(Written problem 1): Return every line of the records that contains the string "Shelf", matching case exactly.

Friday, May 1, 2009

sofa king irritating

it's been soo damn irritating here at home.
chores, babysitting, chores, babysitting, blah blah blah.
i am so tired of hearing my name every damn minute.
"pia get this, pia do that"
i love having a baby sister and all, but it's so hard. i have to clean up after all her shit. she always comes in and messes up my fucking room. and some people don't even care to stop her. she always takes the books from my bookshelf and brings it downstairs. so i have to get it and put it all back. i know she's just a baby, but come on. sometimes, i miss those times when i didn't have to babysit every single fucking day. i would be able to go out with friends more often. if i do go out, they always tell me to not be out too late, or to go home early, and other shit like that.
what the fuck, why am i so fucking annoyed and irritated today.
my day seemed fine, then in went downhill afterschool. "FML" is getting too overrated. i think people are over reacting. you can't just say "fuck your life". no matter what happens, you gotta be thankful you actually have a life. but i understand how some people feel when they say that. i feel the same damn thing too sometimes. for now, i'm not content with half of my life. life with friends is amazing, as always. but on the other hand, life at home is a little rough. i love my family, but at times, they're the reason why i'm like this. i feel so fucking dead right now. i don't even want to hear anyone at home say my name. i want to sleep, but i can't. cause my mom isn't here. my dad is already sleeping, and so is my grandpa. my older sister is out, somewhere. lucky her, she gets to go out this late. it's only me, my grandma, and my sister that are awake. and i can't just leave my grandma alone with my baby sister. so i gotta wait till she fucking falls asleep. i hate this, a really do. but i guess i gotta keep doing this, cause it's my job.

(Data provided):
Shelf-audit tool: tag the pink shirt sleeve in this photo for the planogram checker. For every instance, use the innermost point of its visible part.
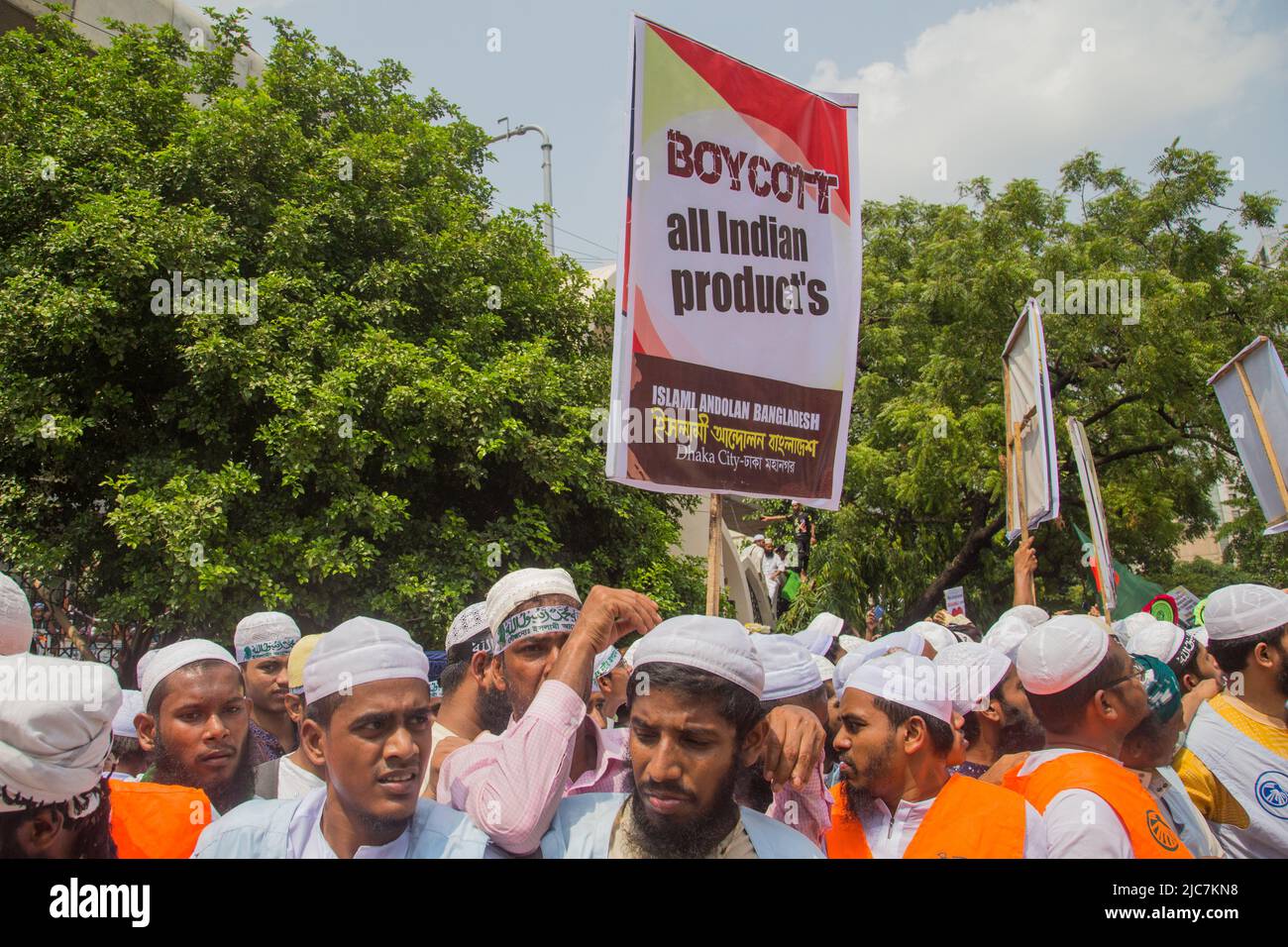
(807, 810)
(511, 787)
==
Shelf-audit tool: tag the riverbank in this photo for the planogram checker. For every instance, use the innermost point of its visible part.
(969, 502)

(Written problem 2): Set down the stretch of the blog post from "sofa king irritating" through "and irritated today.", word for word.

(Reply 1):
Shelf-audit tool: tag the pink shirt sleeve in this photo for the planogram checker. For every instance, use the innermost point of its visible part.
Shelf-audit tool: tag the riverbank in this photo for the planogram checker. For every instance, use the innermost point of its visible part.

(Reply 2):
sofa king irritating

it's been soo damn irritating here at home.
chores, babysitting, chores, babysitting, blah blah blah.
i am so tired of hearing my name every damn minute.
"pia get this, pia do that"
i love having a baby sister and all, but it's so hard. i have to clean up after all her shit. she always comes in and messes up my fucking room. and some people don't even care to stop her. she always takes the books from my bookshelf and brings it downstairs. so i have to get it and put it all back. i know she's just a baby, but come on. sometimes, i miss those times when i didn't have to babysit every single fucking day. i would be able to go out with friends more often. if i do go out, they always tell me to not be out too late, or to go home early, and other shit like that.
what the fuck, why am i so fucking annoyed and irritated today.